Please tally how many lines in the listing contain the word "green" and give only that number.

++++++++++++++++++++

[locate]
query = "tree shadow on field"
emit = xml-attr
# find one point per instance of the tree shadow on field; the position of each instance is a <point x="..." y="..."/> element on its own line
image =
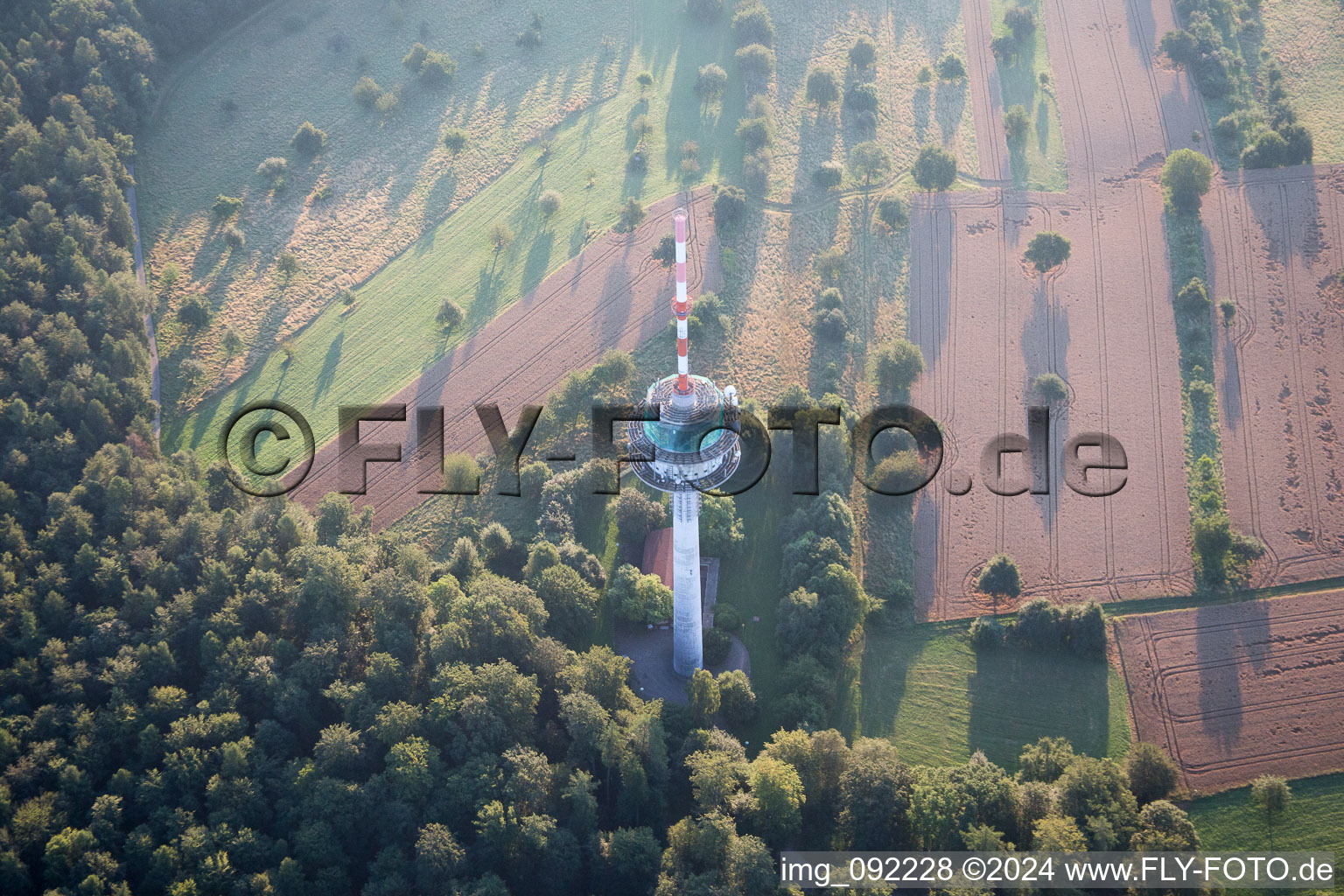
<point x="1019" y="696"/>
<point x="920" y="108"/>
<point x="949" y="105"/>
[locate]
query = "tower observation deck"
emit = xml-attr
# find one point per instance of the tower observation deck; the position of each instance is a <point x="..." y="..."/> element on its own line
<point x="694" y="448"/>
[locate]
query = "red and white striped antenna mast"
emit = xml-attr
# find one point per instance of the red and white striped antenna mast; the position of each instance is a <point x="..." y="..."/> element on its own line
<point x="682" y="308"/>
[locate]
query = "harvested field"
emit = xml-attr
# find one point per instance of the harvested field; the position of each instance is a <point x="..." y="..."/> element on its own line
<point x="1276" y="248"/>
<point x="987" y="326"/>
<point x="1238" y="690"/>
<point x="612" y="296"/>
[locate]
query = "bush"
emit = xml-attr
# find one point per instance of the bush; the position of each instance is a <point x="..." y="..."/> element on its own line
<point x="454" y="140"/>
<point x="368" y="92"/>
<point x="1016" y="122"/>
<point x="1047" y="250"/>
<point x="730" y="206"/>
<point x="822" y="87"/>
<point x="1186" y="178"/>
<point x="892" y="211"/>
<point x="1050" y="387"/>
<point x="226" y="207"/>
<point x="449" y="313"/>
<point x="308" y="140"/>
<point x="985" y="633"/>
<point x="549" y="202"/>
<point x="950" y="67"/>
<point x="863" y="52"/>
<point x="737" y="700"/>
<point x="717" y="647"/>
<point x="756" y="60"/>
<point x="935" y="168"/>
<point x="752" y="24"/>
<point x="828" y="175"/>
<point x="1020" y="20"/>
<point x="710" y="82"/>
<point x="273" y="170"/>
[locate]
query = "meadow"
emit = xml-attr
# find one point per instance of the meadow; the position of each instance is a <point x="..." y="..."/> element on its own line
<point x="1313" y="820"/>
<point x="1306" y="38"/>
<point x="1040" y="163"/>
<point x="938" y="700"/>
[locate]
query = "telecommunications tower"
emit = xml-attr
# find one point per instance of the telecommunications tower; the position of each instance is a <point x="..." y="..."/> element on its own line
<point x="695" y="448"/>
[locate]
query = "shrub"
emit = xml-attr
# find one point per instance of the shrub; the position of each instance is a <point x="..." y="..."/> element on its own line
<point x="737" y="700"/>
<point x="898" y="366"/>
<point x="1186" y="178"/>
<point x="830" y="263"/>
<point x="831" y="324"/>
<point x="1050" y="387"/>
<point x="1020" y="20"/>
<point x="1047" y="250"/>
<point x="828" y="175"/>
<point x="193" y="313"/>
<point x="454" y="140"/>
<point x="368" y="92"/>
<point x="935" y="168"/>
<point x="308" y="140"/>
<point x="822" y="87"/>
<point x="870" y="161"/>
<point x="717" y="647"/>
<point x="449" y="313"/>
<point x="863" y="52"/>
<point x="892" y="211"/>
<point x="273" y="170"/>
<point x="950" y="67"/>
<point x="1193" y="298"/>
<point x="752" y="24"/>
<point x="549" y="202"/>
<point x="710" y="82"/>
<point x="756" y="60"/>
<point x="985" y="633"/>
<point x="666" y="251"/>
<point x="1016" y="122"/>
<point x="226" y="207"/>
<point x="730" y="205"/>
<point x="756" y="170"/>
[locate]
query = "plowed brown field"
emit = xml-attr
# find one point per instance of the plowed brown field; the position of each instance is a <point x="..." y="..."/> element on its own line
<point x="1234" y="692"/>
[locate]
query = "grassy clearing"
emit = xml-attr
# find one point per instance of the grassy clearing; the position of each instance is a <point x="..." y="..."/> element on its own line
<point x="1306" y="37"/>
<point x="1313" y="821"/>
<point x="391" y="336"/>
<point x="937" y="700"/>
<point x="1040" y="163"/>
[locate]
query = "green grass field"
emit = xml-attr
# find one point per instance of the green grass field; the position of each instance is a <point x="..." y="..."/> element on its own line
<point x="1306" y="37"/>
<point x="391" y="336"/>
<point x="1040" y="163"/>
<point x="1314" y="820"/>
<point x="938" y="702"/>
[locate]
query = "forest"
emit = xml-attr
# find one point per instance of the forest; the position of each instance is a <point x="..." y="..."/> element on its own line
<point x="203" y="693"/>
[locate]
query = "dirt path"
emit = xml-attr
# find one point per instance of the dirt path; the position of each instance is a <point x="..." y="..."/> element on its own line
<point x="150" y="320"/>
<point x="613" y="294"/>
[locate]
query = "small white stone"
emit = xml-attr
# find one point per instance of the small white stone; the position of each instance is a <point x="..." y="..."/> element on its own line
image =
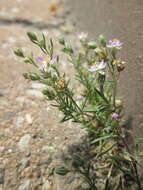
<point x="47" y="148"/>
<point x="35" y="93"/>
<point x="46" y="185"/>
<point x="29" y="118"/>
<point x="11" y="39"/>
<point x="14" y="10"/>
<point x="24" y="142"/>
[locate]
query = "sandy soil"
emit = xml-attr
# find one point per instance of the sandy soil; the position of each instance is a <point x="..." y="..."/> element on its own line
<point x="122" y="20"/>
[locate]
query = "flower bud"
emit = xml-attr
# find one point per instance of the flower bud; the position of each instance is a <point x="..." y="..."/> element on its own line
<point x="31" y="76"/>
<point x="48" y="93"/>
<point x="102" y="40"/>
<point x="118" y="103"/>
<point x="18" y="52"/>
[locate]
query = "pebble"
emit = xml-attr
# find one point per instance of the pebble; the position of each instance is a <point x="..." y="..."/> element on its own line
<point x="46" y="185"/>
<point x="35" y="93"/>
<point x="25" y="186"/>
<point x="47" y="148"/>
<point x="24" y="142"/>
<point x="38" y="85"/>
<point x="19" y="121"/>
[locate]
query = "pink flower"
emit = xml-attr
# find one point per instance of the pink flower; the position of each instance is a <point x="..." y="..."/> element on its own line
<point x="54" y="59"/>
<point x="42" y="67"/>
<point x="115" y="116"/>
<point x="83" y="35"/>
<point x="98" y="66"/>
<point x="115" y="43"/>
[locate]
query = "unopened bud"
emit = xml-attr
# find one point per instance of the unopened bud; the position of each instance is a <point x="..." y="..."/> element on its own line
<point x="102" y="40"/>
<point x="118" y="103"/>
<point x="62" y="41"/>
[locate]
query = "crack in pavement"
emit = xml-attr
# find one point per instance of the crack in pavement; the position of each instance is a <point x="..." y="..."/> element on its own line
<point x="28" y="23"/>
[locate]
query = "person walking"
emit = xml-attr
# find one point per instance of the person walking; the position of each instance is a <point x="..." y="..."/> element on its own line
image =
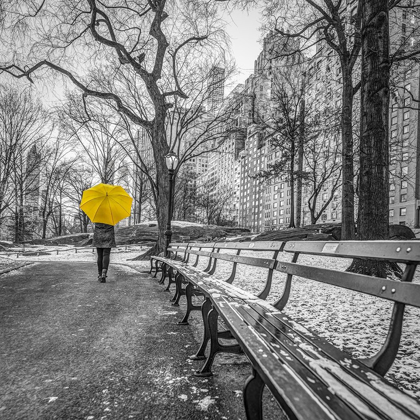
<point x="103" y="240"/>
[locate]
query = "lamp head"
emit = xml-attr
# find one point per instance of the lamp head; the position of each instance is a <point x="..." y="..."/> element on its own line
<point x="171" y="161"/>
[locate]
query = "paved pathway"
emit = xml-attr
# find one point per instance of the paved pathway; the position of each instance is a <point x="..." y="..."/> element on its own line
<point x="72" y="348"/>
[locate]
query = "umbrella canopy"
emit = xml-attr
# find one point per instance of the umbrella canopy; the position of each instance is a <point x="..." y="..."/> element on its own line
<point x="105" y="203"/>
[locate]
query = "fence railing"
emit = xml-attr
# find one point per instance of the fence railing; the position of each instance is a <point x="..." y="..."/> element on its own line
<point x="36" y="251"/>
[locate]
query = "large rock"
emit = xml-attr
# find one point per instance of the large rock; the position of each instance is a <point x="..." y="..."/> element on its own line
<point x="400" y="232"/>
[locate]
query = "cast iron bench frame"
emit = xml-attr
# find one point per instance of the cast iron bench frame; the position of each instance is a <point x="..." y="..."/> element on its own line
<point x="331" y="384"/>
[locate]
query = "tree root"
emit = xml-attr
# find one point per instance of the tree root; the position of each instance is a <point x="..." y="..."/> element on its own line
<point x="375" y="268"/>
<point x="154" y="250"/>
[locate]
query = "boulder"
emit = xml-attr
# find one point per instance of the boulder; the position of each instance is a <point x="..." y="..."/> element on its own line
<point x="400" y="232"/>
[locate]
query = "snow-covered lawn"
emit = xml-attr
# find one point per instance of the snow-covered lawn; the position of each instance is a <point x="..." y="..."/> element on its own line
<point x="351" y="321"/>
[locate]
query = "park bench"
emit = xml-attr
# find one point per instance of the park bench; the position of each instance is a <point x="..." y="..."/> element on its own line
<point x="309" y="377"/>
<point x="156" y="261"/>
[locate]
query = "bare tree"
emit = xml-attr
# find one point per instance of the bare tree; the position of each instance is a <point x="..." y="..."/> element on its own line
<point x="153" y="41"/>
<point x="326" y="26"/>
<point x="24" y="127"/>
<point x="322" y="174"/>
<point x="79" y="179"/>
<point x="97" y="137"/>
<point x="53" y="175"/>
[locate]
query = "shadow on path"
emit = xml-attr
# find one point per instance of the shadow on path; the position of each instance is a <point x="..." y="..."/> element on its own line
<point x="73" y="348"/>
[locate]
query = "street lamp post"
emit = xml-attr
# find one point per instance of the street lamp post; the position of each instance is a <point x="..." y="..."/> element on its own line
<point x="171" y="163"/>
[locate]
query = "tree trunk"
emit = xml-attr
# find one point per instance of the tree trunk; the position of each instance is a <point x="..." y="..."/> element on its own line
<point x="300" y="163"/>
<point x="347" y="154"/>
<point x="374" y="154"/>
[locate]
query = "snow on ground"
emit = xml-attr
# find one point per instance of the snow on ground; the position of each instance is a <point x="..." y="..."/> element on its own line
<point x="179" y="223"/>
<point x="354" y="322"/>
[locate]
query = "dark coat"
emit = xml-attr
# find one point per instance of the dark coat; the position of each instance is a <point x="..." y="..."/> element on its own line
<point x="103" y="236"/>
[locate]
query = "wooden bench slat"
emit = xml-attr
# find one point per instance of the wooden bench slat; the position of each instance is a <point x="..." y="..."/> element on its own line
<point x="254" y="261"/>
<point x="386" y="250"/>
<point x="251" y="246"/>
<point x="404" y="292"/>
<point x="310" y="377"/>
<point x="294" y="394"/>
<point x="308" y="345"/>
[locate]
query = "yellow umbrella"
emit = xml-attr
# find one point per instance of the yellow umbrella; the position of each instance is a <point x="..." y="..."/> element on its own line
<point x="105" y="203"/>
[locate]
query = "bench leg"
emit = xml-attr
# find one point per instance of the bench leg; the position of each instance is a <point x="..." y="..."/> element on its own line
<point x="179" y="290"/>
<point x="155" y="267"/>
<point x="162" y="279"/>
<point x="205" y="371"/>
<point x="170" y="277"/>
<point x="252" y="395"/>
<point x="190" y="307"/>
<point x="215" y="346"/>
<point x="205" y="309"/>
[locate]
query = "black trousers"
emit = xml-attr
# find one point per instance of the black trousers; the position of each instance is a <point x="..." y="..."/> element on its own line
<point x="103" y="258"/>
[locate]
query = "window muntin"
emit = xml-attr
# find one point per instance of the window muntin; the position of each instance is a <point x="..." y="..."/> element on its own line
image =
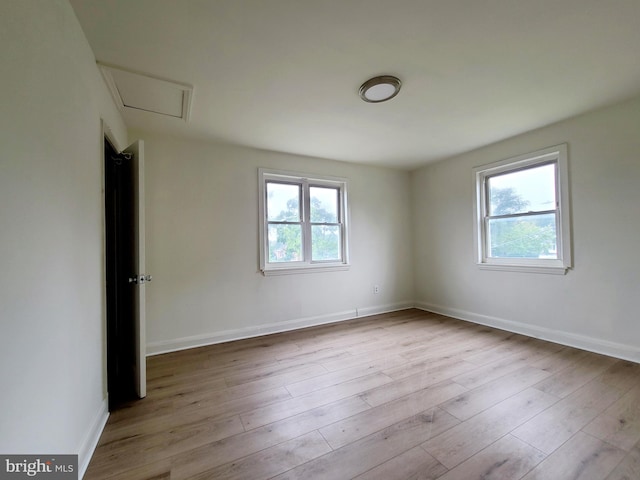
<point x="522" y="214"/>
<point x="303" y="226"/>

++++++++++++++++++++

__Response__:
2